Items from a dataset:
+ + +
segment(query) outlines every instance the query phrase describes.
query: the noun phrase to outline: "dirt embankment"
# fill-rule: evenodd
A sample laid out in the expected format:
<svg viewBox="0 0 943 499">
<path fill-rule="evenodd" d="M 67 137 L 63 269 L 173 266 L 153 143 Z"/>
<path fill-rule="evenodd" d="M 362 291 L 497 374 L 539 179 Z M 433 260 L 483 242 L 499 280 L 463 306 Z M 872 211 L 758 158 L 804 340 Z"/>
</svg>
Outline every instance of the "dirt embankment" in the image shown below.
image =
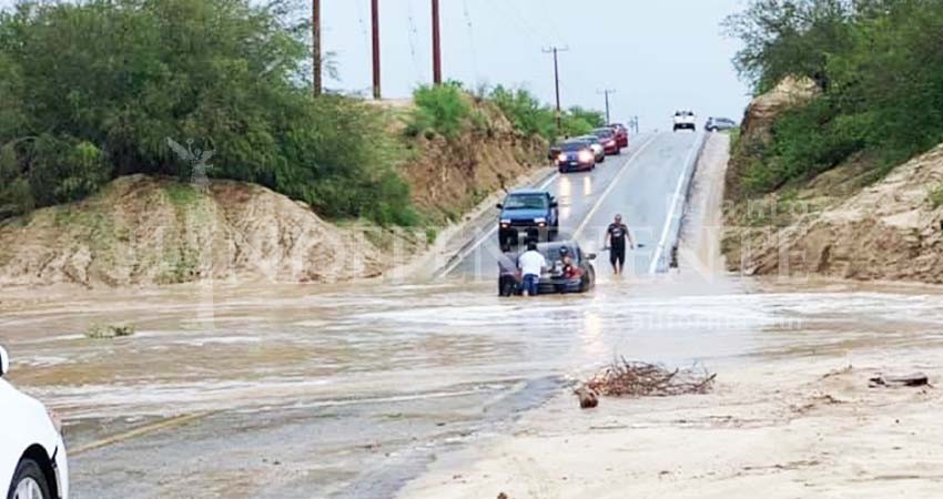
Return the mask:
<svg viewBox="0 0 943 499">
<path fill-rule="evenodd" d="M 397 104 L 403 112 L 409 105 Z M 540 166 L 546 143 L 494 106 L 458 138 L 406 139 L 402 173 L 434 224 L 458 222 Z M 423 230 L 337 226 L 267 189 L 122 177 L 94 196 L 0 223 L 0 285 L 151 286 L 239 279 L 329 283 L 378 276 L 429 248 Z"/>
<path fill-rule="evenodd" d="M 927 195 L 941 182 L 943 146 L 757 240 L 743 269 L 943 284 L 943 208 L 934 207 Z"/>
<path fill-rule="evenodd" d="M 819 94 L 815 82 L 809 79 L 787 78 L 769 93 L 753 99 L 740 126 L 740 136 L 732 144 L 732 157 L 727 170 L 726 195 L 739 200 L 740 180 L 751 162 L 757 161 L 758 151 L 771 139 L 773 122 L 783 111 L 804 104 Z"/>
<path fill-rule="evenodd" d="M 814 99 L 811 82 L 787 81 L 754 100 L 727 175 L 723 242 L 731 271 L 757 275 L 943 283 L 943 211 L 929 200 L 943 181 L 943 146 L 862 187 L 855 159 L 789 194 L 744 198 L 739 179 L 769 140 L 775 118 Z"/>
<path fill-rule="evenodd" d="M 377 247 L 267 189 L 121 177 L 72 205 L 0 225 L 0 285 L 160 285 L 377 275 Z"/>
<path fill-rule="evenodd" d="M 438 222 L 457 222 L 495 191 L 545 166 L 547 143 L 518 133 L 494 105 L 474 104 L 478 116 L 457 139 L 420 134 L 412 146 L 415 159 L 403 174 L 413 187 L 413 201 Z"/>
</svg>

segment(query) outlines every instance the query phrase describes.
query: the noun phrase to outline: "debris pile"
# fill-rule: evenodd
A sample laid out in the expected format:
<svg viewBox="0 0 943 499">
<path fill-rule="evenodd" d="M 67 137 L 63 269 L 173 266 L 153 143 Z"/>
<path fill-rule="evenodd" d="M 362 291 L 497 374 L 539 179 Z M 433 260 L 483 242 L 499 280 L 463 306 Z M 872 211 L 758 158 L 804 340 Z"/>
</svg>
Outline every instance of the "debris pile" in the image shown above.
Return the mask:
<svg viewBox="0 0 943 499">
<path fill-rule="evenodd" d="M 655 364 L 617 359 L 586 383 L 586 388 L 606 397 L 669 397 L 707 394 L 717 374 L 694 365 L 668 369 Z"/>
<path fill-rule="evenodd" d="M 114 339 L 123 338 L 134 334 L 134 326 L 130 325 L 101 325 L 93 324 L 85 332 L 85 337 L 90 339 Z"/>
</svg>

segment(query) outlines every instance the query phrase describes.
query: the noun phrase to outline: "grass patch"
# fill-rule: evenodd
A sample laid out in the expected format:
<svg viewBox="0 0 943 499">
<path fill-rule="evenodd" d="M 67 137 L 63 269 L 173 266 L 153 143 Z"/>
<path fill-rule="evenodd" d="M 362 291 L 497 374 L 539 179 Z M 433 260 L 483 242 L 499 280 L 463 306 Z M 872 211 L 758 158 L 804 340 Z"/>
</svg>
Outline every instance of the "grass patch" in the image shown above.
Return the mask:
<svg viewBox="0 0 943 499">
<path fill-rule="evenodd" d="M 428 138 L 432 131 L 446 139 L 455 139 L 472 118 L 468 95 L 459 83 L 419 86 L 413 93 L 413 101 L 416 108 L 406 125 L 409 136 L 424 133 Z"/>
<path fill-rule="evenodd" d="M 186 210 L 200 202 L 200 193 L 192 185 L 173 182 L 164 185 L 168 201 L 178 210 Z"/>
</svg>

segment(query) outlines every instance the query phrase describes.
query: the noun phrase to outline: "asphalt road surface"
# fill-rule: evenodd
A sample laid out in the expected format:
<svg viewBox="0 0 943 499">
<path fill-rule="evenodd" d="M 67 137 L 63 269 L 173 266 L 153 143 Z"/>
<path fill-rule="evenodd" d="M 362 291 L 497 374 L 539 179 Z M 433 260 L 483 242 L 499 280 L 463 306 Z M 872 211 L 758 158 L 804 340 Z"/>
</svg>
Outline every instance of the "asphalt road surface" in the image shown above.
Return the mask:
+ + +
> [Task prompt]: From the records above, copy each line that contains the string "patch".

> [Finished task]:
query: the noun phrase to outline: "grass patch"
Outline every instance of the "grass patch" in the image shown above.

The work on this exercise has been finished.